→ **Task input**:
"""
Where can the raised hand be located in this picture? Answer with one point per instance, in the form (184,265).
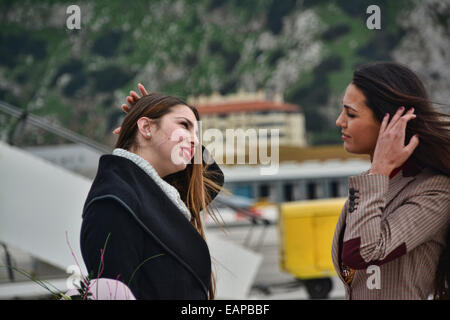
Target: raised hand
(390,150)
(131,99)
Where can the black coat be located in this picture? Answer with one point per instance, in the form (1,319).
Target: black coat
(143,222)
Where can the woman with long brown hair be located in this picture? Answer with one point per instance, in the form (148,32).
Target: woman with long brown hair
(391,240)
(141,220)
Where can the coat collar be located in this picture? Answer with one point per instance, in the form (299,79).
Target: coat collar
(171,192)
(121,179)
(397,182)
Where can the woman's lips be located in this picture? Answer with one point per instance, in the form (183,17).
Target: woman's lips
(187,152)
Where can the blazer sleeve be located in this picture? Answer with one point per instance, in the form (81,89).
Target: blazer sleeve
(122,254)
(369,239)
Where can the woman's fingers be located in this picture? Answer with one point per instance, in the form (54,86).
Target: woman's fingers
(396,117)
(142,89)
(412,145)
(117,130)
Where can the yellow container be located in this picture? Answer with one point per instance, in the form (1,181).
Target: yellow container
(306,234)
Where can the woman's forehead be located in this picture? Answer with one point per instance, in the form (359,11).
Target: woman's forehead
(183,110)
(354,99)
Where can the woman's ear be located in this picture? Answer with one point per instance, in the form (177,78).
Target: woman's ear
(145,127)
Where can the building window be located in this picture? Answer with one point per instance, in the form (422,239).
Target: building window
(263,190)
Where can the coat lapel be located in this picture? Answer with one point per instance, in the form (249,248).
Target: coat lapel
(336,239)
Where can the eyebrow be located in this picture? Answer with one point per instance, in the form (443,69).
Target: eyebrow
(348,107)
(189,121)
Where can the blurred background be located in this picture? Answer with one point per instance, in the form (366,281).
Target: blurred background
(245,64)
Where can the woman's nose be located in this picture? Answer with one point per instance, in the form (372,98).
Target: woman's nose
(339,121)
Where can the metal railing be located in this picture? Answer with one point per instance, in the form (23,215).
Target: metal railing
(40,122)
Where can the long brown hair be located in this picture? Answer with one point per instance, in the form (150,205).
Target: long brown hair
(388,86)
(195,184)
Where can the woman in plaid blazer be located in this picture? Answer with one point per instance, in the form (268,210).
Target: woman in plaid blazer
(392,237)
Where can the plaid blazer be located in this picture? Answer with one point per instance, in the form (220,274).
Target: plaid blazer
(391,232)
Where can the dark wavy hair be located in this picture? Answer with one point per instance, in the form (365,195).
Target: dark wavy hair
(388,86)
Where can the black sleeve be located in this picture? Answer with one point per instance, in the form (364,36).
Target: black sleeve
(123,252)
"""
"""
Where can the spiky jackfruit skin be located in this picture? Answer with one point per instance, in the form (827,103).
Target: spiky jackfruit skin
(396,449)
"""
→ **Exercise objective**: Copy out every line of the items above that contains the word "plaid". Case matters.

→ **Response**:
Where can the woman in plaid blazer be located in this picture? Answer with one point per instance, in the form (268,210).
Target: woman in plaid blazer
Where can the plaid blazer be located in this picture? Answer with one point per instance, in the form (220,274).
Target: plaid blazer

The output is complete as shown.